(Text excerpt)

§

Investing.com – European stock markets slumped Thursday, ending a tough month on a gloomy note, weighed by concerns like aggressive monetary tightening to curb inflation will cause a severe global economic slowdown.
The major indices in Europe are on course to post significant losses this month, with the DAX leading the way lower and set to drop over 11%. Sentiment is very weak as the war in Ukraine shows no sign of ending anytime soon, the ECB is set to start raising interest rates to attempt to tackle soaring inflation and the economic recovery from the COVID pandemic struggles to take hold.
German retail sales increased slightly in May, rising by 0.6% compared with the previous month, even as high inflation continued to weigh on consumers, data showed on Thursday.
However, this small piece of good news has been overshadowed by French inflation climbing to a record high of 6.5% in June, raising fears that Friday’s official Eurozone CPI data will soar to a new record.
European Central Bank President Christine Lagarde warned in a speech at the central bank’s annual forum this week that inflation in the Eurozone is “undesirably high,” and the central bank will go “as far as necessary” to bring inflation back down to its 2% target.
Federal Reserve chair Jerome Powell, speaking at the ECB forum, warned that a broader economic slowdown could be a “likely” outcome from the aggressive monetary policy actions aimed at curbing the soaring prices.
In corporate news, Uniper (ETR:UN01) stock slumped almost 20% after the German energy group said it’s in talks with Berlin for a possible government bailout in response to the reduction of Russian gas supplies earlier this month.
Saab (ST:SAABb) stock rose 5% after the Swedish defense materials group won an order from the Swedish government for its GlobalEye Airborne Early Warning and Control aircraft.

§

(Information given)
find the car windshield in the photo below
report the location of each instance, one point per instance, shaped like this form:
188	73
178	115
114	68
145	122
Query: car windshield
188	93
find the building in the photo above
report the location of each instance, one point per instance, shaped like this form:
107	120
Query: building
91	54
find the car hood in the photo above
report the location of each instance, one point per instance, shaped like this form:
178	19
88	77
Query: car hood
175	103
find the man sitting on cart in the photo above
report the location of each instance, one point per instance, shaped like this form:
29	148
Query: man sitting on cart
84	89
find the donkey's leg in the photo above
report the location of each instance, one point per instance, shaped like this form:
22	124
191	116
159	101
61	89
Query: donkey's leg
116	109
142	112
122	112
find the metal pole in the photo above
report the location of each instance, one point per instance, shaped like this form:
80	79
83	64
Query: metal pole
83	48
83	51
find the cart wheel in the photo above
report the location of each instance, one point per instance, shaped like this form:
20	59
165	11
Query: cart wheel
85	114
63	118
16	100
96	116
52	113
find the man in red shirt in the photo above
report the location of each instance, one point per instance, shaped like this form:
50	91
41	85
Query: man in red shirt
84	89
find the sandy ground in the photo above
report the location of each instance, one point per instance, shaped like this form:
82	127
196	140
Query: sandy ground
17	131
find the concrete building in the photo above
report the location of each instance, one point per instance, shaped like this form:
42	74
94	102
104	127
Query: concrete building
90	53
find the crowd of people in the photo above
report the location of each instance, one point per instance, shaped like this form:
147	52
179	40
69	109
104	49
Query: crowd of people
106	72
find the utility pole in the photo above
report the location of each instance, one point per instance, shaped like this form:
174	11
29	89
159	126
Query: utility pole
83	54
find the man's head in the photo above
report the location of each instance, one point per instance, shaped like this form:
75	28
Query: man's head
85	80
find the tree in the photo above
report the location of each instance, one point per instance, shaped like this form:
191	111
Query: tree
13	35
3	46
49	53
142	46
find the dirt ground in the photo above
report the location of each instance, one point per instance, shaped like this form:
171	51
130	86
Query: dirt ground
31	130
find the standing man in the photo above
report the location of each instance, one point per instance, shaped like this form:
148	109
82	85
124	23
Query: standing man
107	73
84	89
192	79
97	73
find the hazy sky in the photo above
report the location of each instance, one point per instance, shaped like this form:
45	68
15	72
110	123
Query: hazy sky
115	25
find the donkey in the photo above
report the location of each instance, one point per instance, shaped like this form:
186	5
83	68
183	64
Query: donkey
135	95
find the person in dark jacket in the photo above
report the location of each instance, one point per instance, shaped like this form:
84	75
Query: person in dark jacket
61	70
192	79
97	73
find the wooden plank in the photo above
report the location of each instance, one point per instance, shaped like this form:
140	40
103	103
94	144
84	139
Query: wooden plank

§

(What the exercise asks) Please reproduce the entire European stock market report above, word for word.

(Written solution)
Investing.com – European stock markets slumped Thursday, ending a tough month on a gloomy note, weighed by concerns like aggressive monetary tightening to curb inflation will cause a severe global economic slowdown.
The major indices in Europe are on course to post significant losses this month, with the DAX leading the way lower and set to drop over 11%. Sentiment is very weak as the war in Ukraine shows no sign of ending anytime soon, the ECB is set to start raising interest rates to attempt to tackle soaring inflation and the economic recovery from the COVID pandemic struggles to take hold.
German retail sales increased slightly in May, rising by 0.6% compared with the previous month, even as high inflation continued to weigh on consumers, data showed on Thursday.
However, this small piece of good news has been overshadowed by French inflation climbing to a record high of 6.5% in June, raising fears that Friday’s official Eurozone CPI data will soar to a new record.
European Central Bank President Christine Lagarde warned in a speech at the central bank’s annual forum this week that inflation in the Eurozone is “undesirably high,” and the central bank will go “as far as necessary” to bring inflation back down to its 2% target.
Federal Reserve chair Jerome Powell, speaking at the ECB forum, warned that a broader economic slowdown could be a “likely” outcome from the aggressive monetary policy actions aimed at curbing the soaring prices.
In corporate news, Uniper (ETR:UN01) stock slumped almost 20% after the German energy group said it’s in talks with Berlin for a possible government bailout in response to the reduction of Russian gas supplies earlier this month.
Saab (ST:SAABb) stock rose 5% after the Swedish defense materials group won an order from the Swedish government for its GlobalEye Airborne Early Warning and Control aircraft.